__GOAL__. Repeat, exactly and completely, the entries shown underneath.

==================================================

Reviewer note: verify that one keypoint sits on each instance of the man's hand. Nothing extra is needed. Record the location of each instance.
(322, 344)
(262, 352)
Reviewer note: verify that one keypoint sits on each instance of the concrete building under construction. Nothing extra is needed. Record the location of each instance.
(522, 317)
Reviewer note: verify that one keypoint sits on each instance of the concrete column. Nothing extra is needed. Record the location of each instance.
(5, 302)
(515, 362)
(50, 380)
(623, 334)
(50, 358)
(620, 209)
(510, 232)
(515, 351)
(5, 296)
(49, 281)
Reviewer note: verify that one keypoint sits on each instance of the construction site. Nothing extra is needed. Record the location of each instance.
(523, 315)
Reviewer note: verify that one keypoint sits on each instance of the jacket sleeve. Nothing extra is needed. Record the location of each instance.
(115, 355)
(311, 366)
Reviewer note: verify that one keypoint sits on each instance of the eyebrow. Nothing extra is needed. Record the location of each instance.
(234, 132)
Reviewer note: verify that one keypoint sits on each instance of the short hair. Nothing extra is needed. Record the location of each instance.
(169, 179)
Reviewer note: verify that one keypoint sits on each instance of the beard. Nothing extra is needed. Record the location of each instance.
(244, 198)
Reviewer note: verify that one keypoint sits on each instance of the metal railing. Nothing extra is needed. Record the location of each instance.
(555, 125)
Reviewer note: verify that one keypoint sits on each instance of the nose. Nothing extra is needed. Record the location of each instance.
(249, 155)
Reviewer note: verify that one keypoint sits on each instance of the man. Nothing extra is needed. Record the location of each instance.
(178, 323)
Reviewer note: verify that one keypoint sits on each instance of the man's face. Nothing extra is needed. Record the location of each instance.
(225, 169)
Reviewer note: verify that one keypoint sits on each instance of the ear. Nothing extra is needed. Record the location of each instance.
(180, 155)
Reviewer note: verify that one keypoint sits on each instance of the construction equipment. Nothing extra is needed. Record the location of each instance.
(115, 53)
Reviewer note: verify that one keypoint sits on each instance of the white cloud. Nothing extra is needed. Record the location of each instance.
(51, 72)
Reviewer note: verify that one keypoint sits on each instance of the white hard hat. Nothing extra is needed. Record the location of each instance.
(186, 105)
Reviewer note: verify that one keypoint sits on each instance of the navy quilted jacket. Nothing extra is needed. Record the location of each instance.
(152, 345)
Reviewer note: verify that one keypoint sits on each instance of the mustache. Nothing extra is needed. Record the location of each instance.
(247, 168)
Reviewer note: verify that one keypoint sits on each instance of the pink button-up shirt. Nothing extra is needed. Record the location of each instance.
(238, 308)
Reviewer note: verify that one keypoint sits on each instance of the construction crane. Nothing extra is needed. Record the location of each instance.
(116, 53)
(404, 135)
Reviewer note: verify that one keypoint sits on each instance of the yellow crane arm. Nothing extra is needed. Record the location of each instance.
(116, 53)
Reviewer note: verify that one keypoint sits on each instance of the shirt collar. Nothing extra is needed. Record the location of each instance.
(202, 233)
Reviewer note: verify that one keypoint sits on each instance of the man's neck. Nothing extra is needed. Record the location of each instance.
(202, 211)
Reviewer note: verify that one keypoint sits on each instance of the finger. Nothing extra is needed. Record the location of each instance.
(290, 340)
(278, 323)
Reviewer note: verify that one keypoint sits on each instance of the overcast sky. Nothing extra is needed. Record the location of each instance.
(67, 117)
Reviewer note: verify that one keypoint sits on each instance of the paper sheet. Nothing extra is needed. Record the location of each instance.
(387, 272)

==================================================

__THE ANSWER__.
Reviewer note: verify that one keypoint sits on each instance of the man's hand. Nothing extra is needed. Record the location of each instance.
(322, 344)
(262, 352)
Reviewer note: verify that one keypoint sits on each instance of the concrete building under construction. Nothing extra is needed. Record the location of each instance.
(522, 317)
Reviewer note: verify that one keypoint sits on each instance of the concrete column. Nothing extra is needed. Record the location of each instance.
(5, 302)
(515, 362)
(50, 380)
(623, 334)
(50, 358)
(620, 209)
(510, 232)
(515, 351)
(5, 296)
(49, 281)
Reviewer note: verify that one keypoint sits on each instance of the construction site. Nothing extra is needed. Record the location of each instance.
(523, 315)
Reviewer note: verify that one keypoint sits on each instance of the jacket sleeve. Nothing extra is needed. Record the location of each instance.
(115, 355)
(311, 366)
Reviewer note: verify that one keypoint sits on each instance of the eyebrow. Nothing extra is needed. Record the location of each instance.
(234, 132)
Reviewer note: verify that one keypoint sits on each instance of the short hair. Nothing extra is needed. Record the location of each instance.
(169, 179)
Reviewer note: verify that one keypoint sits on each instance of the beard. Nothing extra is needed. Record the location of each instance.
(244, 198)
Reviewer note: verify that one keypoint sits on each instance of the metal railing. Nothing extra is needed. Record the location of each instance.
(555, 125)
Reviewer note: verify that one keypoint sits on each instance of the nose. Nothing extra is needed. Record the location of each instance.
(249, 155)
Reviewer note: verify that one keypoint sits on each instance of the man. Nothing extra is needed. Record the location of each instance.
(178, 323)
Reviewer note: verify that one keypoint sits on each instance of the man's face. Nothing extra is needed. Record the location of each instance.
(225, 169)
Reviewer note: verify that one keypoint sits on each instance of the ear. Nothing extra is needed. Record the location of each instance.
(180, 155)
Reviewer note: verify that one keypoint sits on each instance of the construction equipment. Nothing extra is needed. Record the location of each instance.
(115, 53)
Reviewer note: verify that one keypoint sits on each instance of the white cloud. Nothing extra is needed. Record the location of each instance.
(51, 72)
Reviewer note: verify that one keypoint sits on each instance of the white hard hat. Nothing extra is needed. Record the location of each instance.
(186, 105)
Reviewer note: verify that one keypoint sits on each instance of the navy quilted jacket. Nothing extra is needed. Record the location of each instance.
(152, 345)
Reviewer note: verify that one keypoint sits on each instance of the mustache. Nothing extra is needed. Record the location of each instance.
(247, 168)
Reviewer note: verify that one keypoint sits on each instance of the pink button-up shirt. Nothing extra is needed. Record the location of each instance.
(238, 308)
Reviewer note: verify that one keypoint sits on each instance of the construction crane. Nothing extra is needed. Record the location of each instance.
(116, 53)
(404, 135)
Reviewer note: verify that one keypoint sits on each instance of the yellow crane arm. Nothing extra is needed. Record the location of each instance.
(116, 53)
Reviewer note: verify that one keypoint sits on each instance of the shirt collar. Nothing extra is needed. Record the location of each instance.
(202, 233)
Reviewer note: verify that one keypoint sits on each instance of the man's neck. Nothing extra is needed. Record the location of each instance.
(202, 211)
Reviewer note: verify that one keypoint sits on each instance of the finger. Nothing extra is needed. Record the location of each instance.
(290, 340)
(278, 323)
Reviewer note: verify that one keypoint sits on each instance of the overcast sky. Nothing extra is needed. Record the location of each instance.
(67, 117)
Reviewer note: verify that one keypoint sits on each instance of the paper sheet. Nothing extra is needed. Record the location of each instance.
(387, 272)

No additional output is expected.